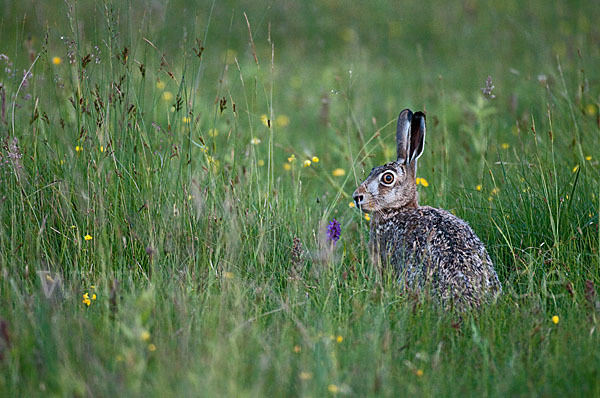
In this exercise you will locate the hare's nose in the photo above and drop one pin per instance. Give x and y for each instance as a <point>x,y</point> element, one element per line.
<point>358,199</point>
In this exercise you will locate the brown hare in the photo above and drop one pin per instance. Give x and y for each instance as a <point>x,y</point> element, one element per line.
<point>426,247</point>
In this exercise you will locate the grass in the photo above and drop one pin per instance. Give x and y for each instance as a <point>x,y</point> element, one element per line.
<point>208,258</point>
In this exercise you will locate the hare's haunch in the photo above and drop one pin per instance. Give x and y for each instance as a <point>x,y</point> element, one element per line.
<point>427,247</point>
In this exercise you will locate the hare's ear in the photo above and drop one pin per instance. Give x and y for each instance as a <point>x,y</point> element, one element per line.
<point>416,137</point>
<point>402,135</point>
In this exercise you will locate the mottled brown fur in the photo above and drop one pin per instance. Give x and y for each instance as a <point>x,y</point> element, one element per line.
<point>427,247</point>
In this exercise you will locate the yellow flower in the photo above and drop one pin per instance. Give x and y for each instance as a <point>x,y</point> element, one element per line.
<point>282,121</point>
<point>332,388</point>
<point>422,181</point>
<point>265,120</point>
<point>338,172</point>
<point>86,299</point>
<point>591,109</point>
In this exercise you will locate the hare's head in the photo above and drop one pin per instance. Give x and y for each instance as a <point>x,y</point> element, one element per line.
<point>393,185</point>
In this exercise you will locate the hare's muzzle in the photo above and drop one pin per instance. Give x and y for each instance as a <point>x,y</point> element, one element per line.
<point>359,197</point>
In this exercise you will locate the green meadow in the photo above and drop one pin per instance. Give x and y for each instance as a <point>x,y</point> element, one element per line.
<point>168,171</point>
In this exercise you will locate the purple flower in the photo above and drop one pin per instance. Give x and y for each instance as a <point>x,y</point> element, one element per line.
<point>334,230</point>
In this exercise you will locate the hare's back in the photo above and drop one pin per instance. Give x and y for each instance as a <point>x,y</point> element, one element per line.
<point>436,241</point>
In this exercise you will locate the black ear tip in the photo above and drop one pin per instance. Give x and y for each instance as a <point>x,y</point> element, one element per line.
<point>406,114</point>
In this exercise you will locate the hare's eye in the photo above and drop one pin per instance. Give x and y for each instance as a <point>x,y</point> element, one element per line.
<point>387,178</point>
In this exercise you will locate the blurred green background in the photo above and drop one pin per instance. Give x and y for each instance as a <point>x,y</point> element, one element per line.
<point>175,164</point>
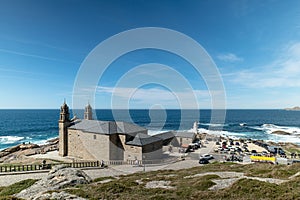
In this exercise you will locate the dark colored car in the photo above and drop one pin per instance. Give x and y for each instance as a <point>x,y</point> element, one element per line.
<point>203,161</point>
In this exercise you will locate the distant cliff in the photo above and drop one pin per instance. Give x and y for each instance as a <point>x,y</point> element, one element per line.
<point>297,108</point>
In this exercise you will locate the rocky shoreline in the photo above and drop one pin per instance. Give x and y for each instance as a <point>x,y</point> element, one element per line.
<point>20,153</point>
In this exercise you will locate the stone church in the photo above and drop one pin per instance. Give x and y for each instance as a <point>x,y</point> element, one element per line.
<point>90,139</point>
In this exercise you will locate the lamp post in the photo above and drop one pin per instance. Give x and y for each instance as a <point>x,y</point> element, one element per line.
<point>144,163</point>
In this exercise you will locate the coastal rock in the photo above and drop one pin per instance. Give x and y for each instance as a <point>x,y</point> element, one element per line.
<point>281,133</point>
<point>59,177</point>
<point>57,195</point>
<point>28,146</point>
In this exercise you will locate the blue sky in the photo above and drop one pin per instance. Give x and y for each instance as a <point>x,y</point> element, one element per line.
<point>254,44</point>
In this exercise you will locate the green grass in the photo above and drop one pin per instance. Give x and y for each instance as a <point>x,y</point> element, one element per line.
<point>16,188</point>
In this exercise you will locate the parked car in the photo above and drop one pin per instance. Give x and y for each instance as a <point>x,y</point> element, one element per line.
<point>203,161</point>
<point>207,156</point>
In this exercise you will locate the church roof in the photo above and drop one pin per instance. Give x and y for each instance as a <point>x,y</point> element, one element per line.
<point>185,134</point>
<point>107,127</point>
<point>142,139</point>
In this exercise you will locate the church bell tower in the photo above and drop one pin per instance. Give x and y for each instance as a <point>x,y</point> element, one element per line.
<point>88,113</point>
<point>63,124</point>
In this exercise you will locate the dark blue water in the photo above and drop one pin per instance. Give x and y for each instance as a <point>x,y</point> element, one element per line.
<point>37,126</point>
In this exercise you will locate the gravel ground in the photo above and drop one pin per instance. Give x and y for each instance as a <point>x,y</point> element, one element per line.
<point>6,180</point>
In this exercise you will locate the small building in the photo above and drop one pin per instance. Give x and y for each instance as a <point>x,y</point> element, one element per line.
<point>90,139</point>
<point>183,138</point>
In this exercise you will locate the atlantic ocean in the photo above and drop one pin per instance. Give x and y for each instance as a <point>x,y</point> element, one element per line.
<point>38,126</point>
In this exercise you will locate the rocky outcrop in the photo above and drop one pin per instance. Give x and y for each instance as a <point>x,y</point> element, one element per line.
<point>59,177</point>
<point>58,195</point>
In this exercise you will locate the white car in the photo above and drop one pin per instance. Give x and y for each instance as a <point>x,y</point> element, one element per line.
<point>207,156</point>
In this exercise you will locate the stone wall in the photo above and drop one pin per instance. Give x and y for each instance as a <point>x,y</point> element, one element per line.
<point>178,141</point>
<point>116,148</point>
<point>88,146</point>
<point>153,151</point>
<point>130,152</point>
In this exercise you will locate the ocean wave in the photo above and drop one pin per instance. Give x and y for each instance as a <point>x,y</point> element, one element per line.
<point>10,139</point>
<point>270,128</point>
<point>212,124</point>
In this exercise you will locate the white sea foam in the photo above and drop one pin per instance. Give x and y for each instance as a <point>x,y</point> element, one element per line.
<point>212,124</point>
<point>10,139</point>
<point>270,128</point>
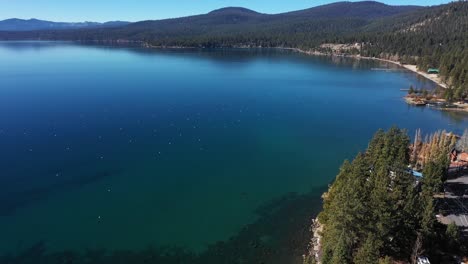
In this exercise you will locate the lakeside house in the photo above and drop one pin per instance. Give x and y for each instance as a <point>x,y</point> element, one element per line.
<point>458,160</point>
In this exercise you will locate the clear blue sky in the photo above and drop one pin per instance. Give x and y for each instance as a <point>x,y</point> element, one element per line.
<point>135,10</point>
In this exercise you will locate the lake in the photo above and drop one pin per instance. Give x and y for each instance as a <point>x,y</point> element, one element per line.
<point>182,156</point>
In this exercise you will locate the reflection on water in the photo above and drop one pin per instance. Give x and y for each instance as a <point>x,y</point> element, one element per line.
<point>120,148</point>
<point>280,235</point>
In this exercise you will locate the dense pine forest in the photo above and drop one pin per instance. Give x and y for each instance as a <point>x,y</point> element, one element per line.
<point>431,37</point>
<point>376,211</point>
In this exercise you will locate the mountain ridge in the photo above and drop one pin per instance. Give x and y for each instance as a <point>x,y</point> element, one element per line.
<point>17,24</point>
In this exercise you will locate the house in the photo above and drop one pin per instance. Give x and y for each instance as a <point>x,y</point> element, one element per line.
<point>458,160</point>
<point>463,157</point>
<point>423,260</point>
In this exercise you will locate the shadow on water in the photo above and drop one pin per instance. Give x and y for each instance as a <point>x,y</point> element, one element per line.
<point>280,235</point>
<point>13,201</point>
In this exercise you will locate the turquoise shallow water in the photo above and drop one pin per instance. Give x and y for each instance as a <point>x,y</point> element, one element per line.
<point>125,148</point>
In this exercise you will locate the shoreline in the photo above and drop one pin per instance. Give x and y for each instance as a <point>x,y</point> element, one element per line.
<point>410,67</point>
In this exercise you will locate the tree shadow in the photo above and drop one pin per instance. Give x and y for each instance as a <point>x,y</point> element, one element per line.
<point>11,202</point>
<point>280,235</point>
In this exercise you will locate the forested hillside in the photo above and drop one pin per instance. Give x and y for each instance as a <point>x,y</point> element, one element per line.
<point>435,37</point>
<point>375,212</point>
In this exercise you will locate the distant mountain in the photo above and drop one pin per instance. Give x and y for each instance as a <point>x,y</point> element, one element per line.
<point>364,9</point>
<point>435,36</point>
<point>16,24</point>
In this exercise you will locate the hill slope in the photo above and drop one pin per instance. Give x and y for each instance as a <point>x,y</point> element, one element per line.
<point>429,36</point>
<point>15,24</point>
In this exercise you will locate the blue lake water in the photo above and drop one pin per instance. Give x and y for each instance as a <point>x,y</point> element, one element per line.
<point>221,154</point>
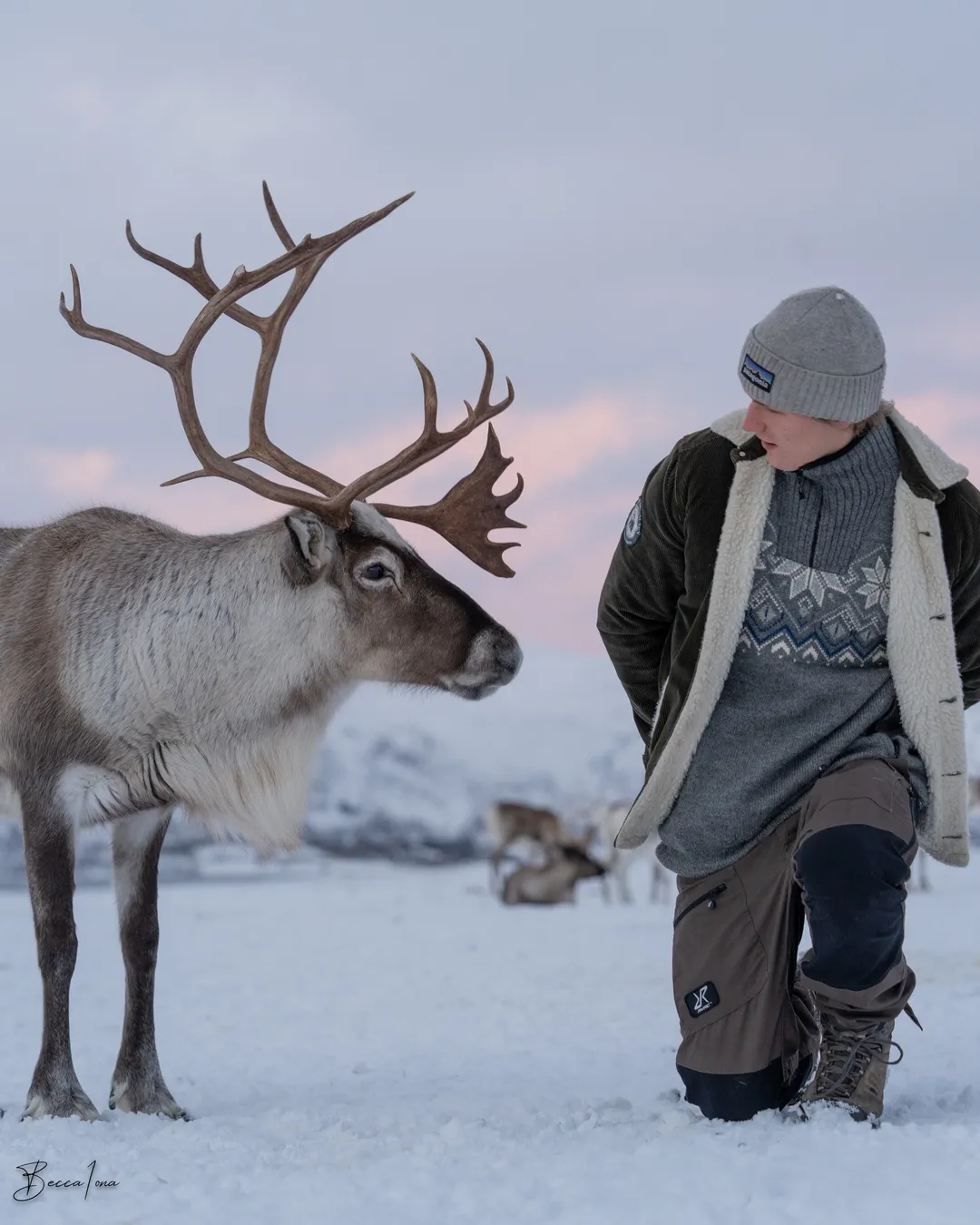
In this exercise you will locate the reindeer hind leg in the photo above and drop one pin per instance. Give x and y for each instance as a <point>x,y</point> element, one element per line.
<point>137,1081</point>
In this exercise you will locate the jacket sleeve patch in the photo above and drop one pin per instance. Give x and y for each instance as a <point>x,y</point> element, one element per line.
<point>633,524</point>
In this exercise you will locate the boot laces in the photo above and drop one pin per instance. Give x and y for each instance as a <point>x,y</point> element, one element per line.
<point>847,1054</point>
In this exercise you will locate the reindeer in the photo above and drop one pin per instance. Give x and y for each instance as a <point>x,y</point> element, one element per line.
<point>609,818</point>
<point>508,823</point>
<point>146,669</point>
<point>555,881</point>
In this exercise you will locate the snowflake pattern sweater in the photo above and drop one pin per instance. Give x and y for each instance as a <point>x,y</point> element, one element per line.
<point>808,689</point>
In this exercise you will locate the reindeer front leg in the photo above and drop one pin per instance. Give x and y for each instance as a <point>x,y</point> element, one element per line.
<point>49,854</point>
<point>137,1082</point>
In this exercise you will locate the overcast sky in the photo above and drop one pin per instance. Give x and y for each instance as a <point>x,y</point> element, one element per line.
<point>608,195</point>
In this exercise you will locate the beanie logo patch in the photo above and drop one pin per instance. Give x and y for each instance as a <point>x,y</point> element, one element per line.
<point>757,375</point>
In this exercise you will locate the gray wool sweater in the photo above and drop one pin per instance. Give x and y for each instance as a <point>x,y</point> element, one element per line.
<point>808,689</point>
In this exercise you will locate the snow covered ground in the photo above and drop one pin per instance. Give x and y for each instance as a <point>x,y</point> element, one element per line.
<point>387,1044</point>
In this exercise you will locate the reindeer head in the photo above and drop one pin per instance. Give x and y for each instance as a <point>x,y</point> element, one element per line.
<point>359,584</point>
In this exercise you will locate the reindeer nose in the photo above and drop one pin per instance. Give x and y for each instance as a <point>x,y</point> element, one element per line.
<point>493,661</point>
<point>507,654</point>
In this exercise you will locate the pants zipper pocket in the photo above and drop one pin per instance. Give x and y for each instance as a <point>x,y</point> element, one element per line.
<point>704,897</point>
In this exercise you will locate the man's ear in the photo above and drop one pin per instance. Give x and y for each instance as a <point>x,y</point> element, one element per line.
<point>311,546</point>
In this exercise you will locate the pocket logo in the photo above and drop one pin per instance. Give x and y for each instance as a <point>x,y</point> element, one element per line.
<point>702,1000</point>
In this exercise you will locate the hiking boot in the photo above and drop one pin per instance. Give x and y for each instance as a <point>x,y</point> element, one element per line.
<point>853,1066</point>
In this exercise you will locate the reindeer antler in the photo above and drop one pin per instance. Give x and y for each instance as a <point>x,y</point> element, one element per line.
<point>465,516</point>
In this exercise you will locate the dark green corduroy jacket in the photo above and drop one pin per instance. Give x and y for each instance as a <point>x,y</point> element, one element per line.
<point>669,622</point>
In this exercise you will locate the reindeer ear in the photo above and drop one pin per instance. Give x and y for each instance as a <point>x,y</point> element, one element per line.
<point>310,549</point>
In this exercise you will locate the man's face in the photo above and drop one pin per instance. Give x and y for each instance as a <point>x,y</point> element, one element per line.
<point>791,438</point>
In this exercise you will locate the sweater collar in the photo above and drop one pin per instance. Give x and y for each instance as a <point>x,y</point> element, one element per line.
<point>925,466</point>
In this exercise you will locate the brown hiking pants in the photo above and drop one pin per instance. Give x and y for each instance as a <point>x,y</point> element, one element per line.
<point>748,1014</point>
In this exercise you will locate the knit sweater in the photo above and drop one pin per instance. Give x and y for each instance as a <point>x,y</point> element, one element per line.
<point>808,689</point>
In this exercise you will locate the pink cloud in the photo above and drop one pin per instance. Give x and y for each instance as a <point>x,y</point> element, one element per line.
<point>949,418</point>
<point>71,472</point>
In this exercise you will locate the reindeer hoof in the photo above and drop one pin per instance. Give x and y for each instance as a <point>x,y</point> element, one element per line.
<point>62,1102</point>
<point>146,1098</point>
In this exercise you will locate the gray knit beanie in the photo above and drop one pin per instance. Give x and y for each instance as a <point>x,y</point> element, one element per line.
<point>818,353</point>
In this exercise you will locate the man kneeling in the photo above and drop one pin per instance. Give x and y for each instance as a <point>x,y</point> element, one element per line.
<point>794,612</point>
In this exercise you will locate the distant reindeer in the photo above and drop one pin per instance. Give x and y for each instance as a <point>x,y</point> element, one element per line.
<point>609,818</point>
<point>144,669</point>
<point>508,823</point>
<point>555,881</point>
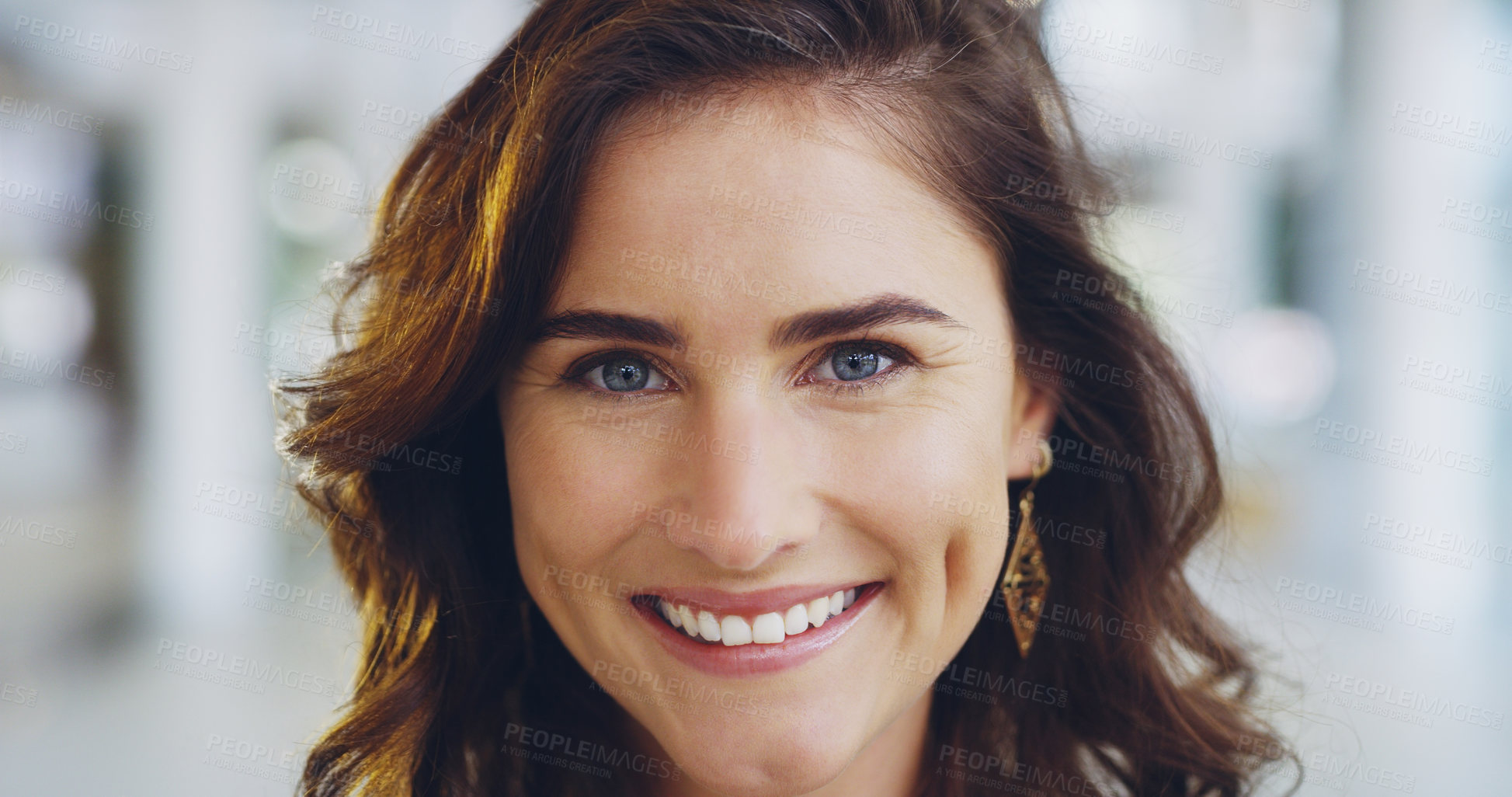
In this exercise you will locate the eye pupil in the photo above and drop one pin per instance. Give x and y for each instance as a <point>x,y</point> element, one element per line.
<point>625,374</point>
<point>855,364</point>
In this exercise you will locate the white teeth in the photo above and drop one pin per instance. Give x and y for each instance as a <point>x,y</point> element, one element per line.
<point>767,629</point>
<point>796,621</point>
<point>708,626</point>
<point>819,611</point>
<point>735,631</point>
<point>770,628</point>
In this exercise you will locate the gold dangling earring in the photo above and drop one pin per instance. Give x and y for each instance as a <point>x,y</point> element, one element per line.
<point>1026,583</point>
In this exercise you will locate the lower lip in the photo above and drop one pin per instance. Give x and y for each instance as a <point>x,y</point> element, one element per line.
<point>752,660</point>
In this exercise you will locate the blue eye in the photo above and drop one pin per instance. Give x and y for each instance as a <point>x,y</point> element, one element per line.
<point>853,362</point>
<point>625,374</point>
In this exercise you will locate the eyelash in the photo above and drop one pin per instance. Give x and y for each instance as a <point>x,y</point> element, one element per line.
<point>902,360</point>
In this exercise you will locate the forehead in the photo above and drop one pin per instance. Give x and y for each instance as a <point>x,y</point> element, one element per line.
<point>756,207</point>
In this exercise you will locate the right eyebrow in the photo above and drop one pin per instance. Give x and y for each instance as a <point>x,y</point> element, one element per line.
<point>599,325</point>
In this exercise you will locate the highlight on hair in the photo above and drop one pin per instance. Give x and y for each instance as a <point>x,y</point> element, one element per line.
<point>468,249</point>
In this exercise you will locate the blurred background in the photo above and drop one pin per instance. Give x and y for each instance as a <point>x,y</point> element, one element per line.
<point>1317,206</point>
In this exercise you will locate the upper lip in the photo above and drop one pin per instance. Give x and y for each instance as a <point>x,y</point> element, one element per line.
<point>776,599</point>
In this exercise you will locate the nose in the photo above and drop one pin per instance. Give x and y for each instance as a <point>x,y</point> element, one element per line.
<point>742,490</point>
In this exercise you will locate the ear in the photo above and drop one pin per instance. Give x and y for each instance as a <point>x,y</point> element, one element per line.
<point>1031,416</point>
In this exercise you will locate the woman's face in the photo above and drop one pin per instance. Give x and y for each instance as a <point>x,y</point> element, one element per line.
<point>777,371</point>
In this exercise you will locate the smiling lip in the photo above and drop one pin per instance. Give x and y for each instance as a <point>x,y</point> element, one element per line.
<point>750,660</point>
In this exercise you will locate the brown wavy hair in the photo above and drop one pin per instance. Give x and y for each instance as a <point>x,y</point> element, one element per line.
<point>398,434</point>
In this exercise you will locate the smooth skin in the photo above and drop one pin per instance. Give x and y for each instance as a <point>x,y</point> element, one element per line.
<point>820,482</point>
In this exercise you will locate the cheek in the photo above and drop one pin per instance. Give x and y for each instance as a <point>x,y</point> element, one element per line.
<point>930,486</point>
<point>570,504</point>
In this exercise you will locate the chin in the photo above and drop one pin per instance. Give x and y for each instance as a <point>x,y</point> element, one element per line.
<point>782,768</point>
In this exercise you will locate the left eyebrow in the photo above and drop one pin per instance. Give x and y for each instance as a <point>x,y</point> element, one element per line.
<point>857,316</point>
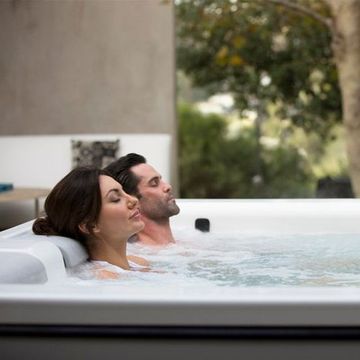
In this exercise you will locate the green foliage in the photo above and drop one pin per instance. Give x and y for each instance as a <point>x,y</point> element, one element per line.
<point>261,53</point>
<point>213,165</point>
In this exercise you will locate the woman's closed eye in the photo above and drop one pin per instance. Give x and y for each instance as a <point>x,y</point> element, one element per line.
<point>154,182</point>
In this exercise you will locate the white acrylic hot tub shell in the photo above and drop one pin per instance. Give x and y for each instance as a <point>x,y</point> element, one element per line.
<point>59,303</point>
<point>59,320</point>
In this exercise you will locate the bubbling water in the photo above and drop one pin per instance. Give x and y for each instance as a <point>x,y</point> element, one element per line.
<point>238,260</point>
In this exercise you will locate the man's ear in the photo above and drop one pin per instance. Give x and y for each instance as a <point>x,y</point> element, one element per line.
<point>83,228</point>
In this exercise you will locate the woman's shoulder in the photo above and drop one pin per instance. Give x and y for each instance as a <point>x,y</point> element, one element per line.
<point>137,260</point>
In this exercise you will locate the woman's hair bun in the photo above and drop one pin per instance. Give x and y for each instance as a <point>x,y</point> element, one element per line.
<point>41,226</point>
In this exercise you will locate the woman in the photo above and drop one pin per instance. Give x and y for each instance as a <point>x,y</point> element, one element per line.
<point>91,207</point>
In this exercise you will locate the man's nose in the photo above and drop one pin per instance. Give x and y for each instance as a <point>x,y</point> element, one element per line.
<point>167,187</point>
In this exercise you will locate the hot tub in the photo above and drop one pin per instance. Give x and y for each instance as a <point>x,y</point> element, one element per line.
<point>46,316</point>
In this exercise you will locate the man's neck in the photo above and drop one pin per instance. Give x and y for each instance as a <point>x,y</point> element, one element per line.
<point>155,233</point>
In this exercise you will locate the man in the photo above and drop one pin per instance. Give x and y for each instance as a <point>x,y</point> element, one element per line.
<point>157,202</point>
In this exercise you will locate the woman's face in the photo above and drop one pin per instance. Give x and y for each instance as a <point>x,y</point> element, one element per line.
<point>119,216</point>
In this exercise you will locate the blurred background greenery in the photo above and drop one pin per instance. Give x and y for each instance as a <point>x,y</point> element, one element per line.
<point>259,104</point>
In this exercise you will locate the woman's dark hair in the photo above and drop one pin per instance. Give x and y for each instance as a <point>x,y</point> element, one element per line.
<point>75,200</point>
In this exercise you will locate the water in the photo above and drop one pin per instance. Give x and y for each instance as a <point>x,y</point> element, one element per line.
□ □ □ □ □
## Exercise objective
Reproduce every line from the one containing "In this exercise you will locate the woman's closed" down to the one containing "<point>59,320</point>", both ends included. Leave all other text as it is, and increase each x and y coordinate in the answers by 149.

## Task output
In this exercise you will locate the woman's closed eye in the photo above and drop one pin per instance. Give x and y for each instance as a <point>x,y</point> element, one element per line.
<point>303,331</point>
In this exercise you will locate the white acrylic hot tub shell in the photo above and drop one pin per instance. Give x and y for each instance as a <point>x,y</point> element, one element per line.
<point>208,452</point>
<point>208,469</point>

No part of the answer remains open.